Source data =>
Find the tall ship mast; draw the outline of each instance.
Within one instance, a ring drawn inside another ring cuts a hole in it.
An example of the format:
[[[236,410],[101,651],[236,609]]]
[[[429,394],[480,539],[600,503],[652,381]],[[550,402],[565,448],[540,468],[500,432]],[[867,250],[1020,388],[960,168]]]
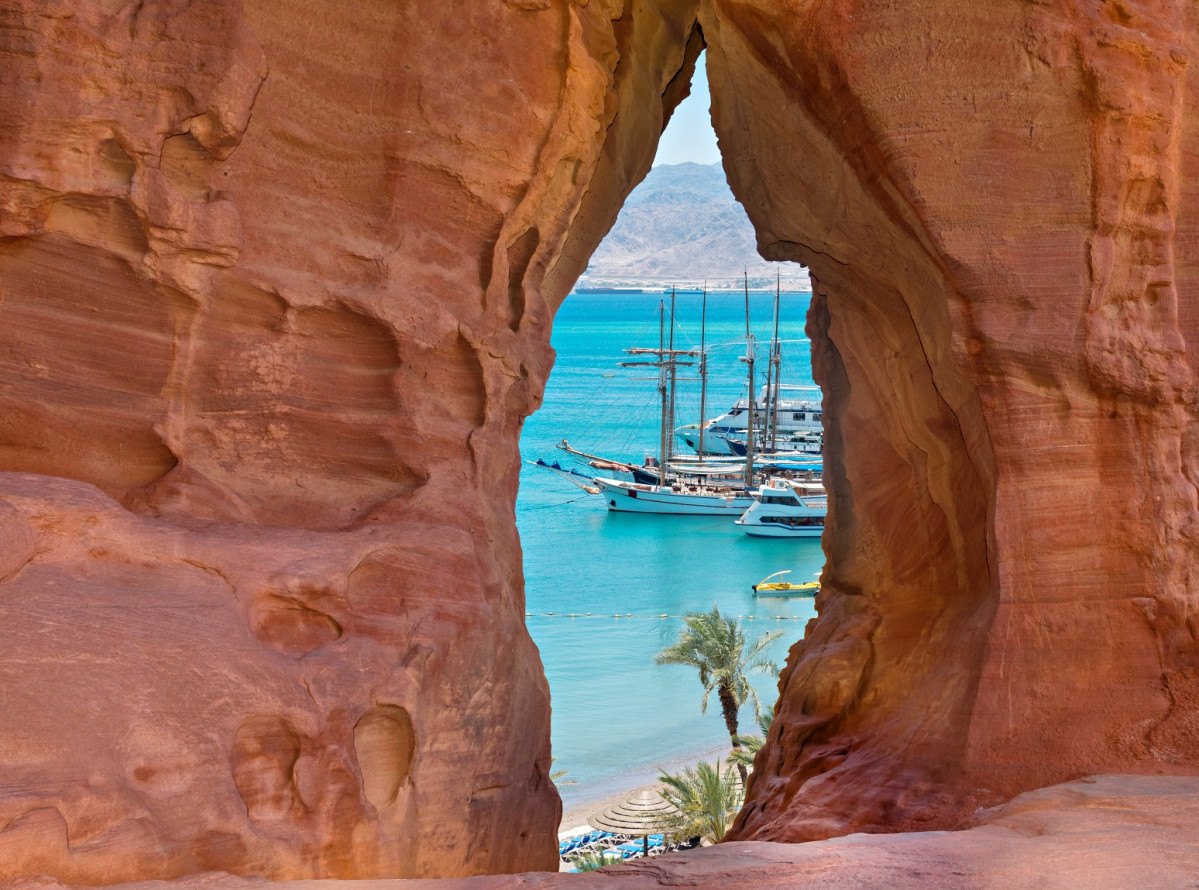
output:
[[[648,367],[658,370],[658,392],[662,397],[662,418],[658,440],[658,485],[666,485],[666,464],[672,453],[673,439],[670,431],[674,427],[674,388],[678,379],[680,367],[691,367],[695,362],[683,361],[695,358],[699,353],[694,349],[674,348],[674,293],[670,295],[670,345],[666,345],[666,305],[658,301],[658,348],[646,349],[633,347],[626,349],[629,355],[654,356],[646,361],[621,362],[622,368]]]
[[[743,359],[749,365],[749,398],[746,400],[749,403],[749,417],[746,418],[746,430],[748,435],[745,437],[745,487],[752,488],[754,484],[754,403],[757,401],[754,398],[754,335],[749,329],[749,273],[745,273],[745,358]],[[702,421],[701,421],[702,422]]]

Problem description =>
Extract word for word every line from the line that contains "[[[236,410],[101,651],[236,609]]]" to the final line of the data, both included, and nothing else; skip the pictures.

Problem solution =>
[[[236,410],[101,651],[236,609]]]
[[[429,394],[480,539],[600,503],[652,381]],[[550,402],[565,448],[540,468],[500,432]],[[867,250],[1020,388],[960,168]]]
output:
[[[648,367],[658,370],[658,392],[662,397],[662,418],[658,440],[658,485],[666,485],[666,464],[672,453],[673,439],[670,431],[674,427],[674,388],[678,379],[680,367],[691,367],[695,362],[683,361],[695,358],[699,353],[694,349],[674,348],[674,293],[670,295],[670,345],[666,345],[666,305],[658,301],[658,348],[646,349],[633,347],[626,349],[629,355],[654,356],[646,361],[621,362],[622,368]]]
[[[743,359],[749,365],[749,398],[746,400],[749,403],[749,417],[746,418],[746,430],[748,435],[745,437],[745,487],[752,488],[754,484],[754,403],[757,401],[754,398],[754,335],[749,329],[749,273],[745,273],[745,358]],[[702,421],[701,421],[702,422]]]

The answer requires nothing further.